[BEGIN]

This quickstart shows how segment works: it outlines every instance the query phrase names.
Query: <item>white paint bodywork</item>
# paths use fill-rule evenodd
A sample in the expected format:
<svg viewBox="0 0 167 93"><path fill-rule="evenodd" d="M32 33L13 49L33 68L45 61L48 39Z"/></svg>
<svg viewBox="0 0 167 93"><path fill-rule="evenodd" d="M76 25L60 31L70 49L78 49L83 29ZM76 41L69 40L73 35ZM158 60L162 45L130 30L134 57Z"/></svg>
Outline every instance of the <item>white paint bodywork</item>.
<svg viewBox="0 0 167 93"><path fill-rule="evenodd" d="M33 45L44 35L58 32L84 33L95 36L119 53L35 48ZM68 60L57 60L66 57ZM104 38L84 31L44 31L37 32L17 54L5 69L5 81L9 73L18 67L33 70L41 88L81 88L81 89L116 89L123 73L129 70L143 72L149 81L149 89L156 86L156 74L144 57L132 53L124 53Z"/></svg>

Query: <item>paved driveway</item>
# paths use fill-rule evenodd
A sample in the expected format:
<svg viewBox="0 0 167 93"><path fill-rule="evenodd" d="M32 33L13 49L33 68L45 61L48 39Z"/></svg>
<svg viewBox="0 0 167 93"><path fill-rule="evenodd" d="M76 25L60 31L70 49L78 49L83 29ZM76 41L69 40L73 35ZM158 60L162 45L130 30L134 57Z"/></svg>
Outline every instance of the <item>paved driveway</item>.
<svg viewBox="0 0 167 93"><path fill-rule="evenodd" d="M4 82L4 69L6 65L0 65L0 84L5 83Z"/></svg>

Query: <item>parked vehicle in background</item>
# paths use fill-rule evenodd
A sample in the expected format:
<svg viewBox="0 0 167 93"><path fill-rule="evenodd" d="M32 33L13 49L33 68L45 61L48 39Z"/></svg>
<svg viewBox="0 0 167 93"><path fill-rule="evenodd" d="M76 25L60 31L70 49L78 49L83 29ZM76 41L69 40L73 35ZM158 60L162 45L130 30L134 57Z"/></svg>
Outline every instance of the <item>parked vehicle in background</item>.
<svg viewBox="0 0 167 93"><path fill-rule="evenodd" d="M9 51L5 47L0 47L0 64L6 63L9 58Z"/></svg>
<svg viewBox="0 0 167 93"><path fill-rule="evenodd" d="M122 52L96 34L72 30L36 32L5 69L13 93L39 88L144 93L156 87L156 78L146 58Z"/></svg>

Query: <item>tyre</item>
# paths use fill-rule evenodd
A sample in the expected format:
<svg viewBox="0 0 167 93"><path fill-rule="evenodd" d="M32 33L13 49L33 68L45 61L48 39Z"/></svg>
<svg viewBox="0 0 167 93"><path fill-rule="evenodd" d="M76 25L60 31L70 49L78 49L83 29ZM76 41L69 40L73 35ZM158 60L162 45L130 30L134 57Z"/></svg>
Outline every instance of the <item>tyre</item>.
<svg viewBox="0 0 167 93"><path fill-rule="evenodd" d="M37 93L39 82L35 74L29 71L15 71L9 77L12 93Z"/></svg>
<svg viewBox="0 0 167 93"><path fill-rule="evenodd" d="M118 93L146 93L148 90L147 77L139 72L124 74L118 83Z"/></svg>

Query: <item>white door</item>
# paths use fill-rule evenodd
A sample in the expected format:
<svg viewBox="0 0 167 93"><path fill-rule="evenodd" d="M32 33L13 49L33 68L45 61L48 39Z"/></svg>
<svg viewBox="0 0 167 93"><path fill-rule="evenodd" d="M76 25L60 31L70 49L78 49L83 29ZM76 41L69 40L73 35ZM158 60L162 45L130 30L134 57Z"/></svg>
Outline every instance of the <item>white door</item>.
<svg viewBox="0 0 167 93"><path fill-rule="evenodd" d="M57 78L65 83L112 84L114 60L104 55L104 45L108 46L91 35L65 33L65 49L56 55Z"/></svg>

[END]

- [TASK DESCRIPTION]:
Turn all the items above into a JSON list of strings, with one string for each line and no blank lines.

- [RESULT OF THE EXERCISE]:
[
  "This quickstart shows how segment works: it outlines every instance the query phrase names.",
  "Query: <item>white paint bodywork</item>",
  "# paths use fill-rule evenodd",
  "A sample in the expected format:",
  "<svg viewBox=\"0 0 167 93\"><path fill-rule=\"evenodd\" d=\"M32 33L13 49L33 68L45 61L48 39Z\"/></svg>",
  "<svg viewBox=\"0 0 167 93\"><path fill-rule=\"evenodd\" d=\"M76 25L60 31L70 49L78 49L83 29ZM76 41L69 40L73 35ZM158 60L162 45L130 30L134 57Z\"/></svg>",
  "Outline every instance of the <item>white paint bodywork</item>.",
  "<svg viewBox=\"0 0 167 93\"><path fill-rule=\"evenodd\" d=\"M33 45L44 35L58 32L84 33L95 36L119 53L35 48ZM68 60L57 60L66 57ZM104 38L84 31L44 31L37 32L17 54L5 69L5 81L9 73L18 67L33 70L41 88L81 88L81 89L116 89L123 73L129 70L143 72L149 81L149 89L156 86L156 74L144 57L132 53L124 53Z\"/></svg>",
  "Query: <item>paved driveway</item>",
  "# paths use fill-rule evenodd",
  "A sample in the expected format:",
  "<svg viewBox=\"0 0 167 93\"><path fill-rule=\"evenodd\" d=\"M32 33L13 49L33 68L45 61L48 39Z\"/></svg>",
  "<svg viewBox=\"0 0 167 93\"><path fill-rule=\"evenodd\" d=\"M76 25L60 31L70 49L78 49L83 29ZM76 41L69 40L73 35ZM158 60L162 45L130 30L134 57Z\"/></svg>",
  "Outline every instance of the <item>paved driveway</item>.",
  "<svg viewBox=\"0 0 167 93\"><path fill-rule=\"evenodd\" d=\"M4 82L4 69L6 65L0 65L0 84L5 83Z\"/></svg>",
  "Query: <item>parked vehicle in background</item>",
  "# paths use fill-rule evenodd",
  "A sample in the expected format:",
  "<svg viewBox=\"0 0 167 93\"><path fill-rule=\"evenodd\" d=\"M32 33L13 49L33 68L45 61L48 39Z\"/></svg>",
  "<svg viewBox=\"0 0 167 93\"><path fill-rule=\"evenodd\" d=\"M76 25L60 31L70 49L78 49L83 29ZM76 41L69 40L73 35ZM158 60L162 45L130 30L134 57Z\"/></svg>",
  "Outline every instance of the <item>parked vehicle in background</item>.",
  "<svg viewBox=\"0 0 167 93\"><path fill-rule=\"evenodd\" d=\"M9 51L5 47L0 47L0 64L6 63L9 58Z\"/></svg>",
  "<svg viewBox=\"0 0 167 93\"><path fill-rule=\"evenodd\" d=\"M122 52L96 34L72 30L36 32L5 69L13 93L39 88L144 93L156 87L156 78L146 58Z\"/></svg>",
  "Query: <item>tyre</item>",
  "# paths use fill-rule evenodd",
  "A sample in the expected format:",
  "<svg viewBox=\"0 0 167 93\"><path fill-rule=\"evenodd\" d=\"M32 33L13 49L33 68L45 61L48 39Z\"/></svg>",
  "<svg viewBox=\"0 0 167 93\"><path fill-rule=\"evenodd\" d=\"M76 25L60 31L70 49L78 49L83 29ZM76 41L69 40L73 35ZM158 60L162 45L130 30L134 57Z\"/></svg>",
  "Outline every instance of the <item>tyre</item>.",
  "<svg viewBox=\"0 0 167 93\"><path fill-rule=\"evenodd\" d=\"M37 93L39 82L35 74L29 71L15 71L9 77L12 93Z\"/></svg>",
  "<svg viewBox=\"0 0 167 93\"><path fill-rule=\"evenodd\" d=\"M118 93L146 93L148 90L147 77L139 72L124 74L118 83Z\"/></svg>",
  "Query: <item>white door</item>",
  "# paths use fill-rule evenodd",
  "A sample in the expected format:",
  "<svg viewBox=\"0 0 167 93\"><path fill-rule=\"evenodd\" d=\"M32 33L13 49L33 68L45 61L48 39Z\"/></svg>",
  "<svg viewBox=\"0 0 167 93\"><path fill-rule=\"evenodd\" d=\"M76 25L60 31L70 49L78 49L83 29ZM76 41L69 40L73 35ZM158 60L162 45L130 30L134 57Z\"/></svg>",
  "Outline every instance of the <item>white door</item>.",
  "<svg viewBox=\"0 0 167 93\"><path fill-rule=\"evenodd\" d=\"M57 78L65 83L112 84L114 60L104 55L104 45L108 46L91 35L65 33L65 49L56 55Z\"/></svg>"
]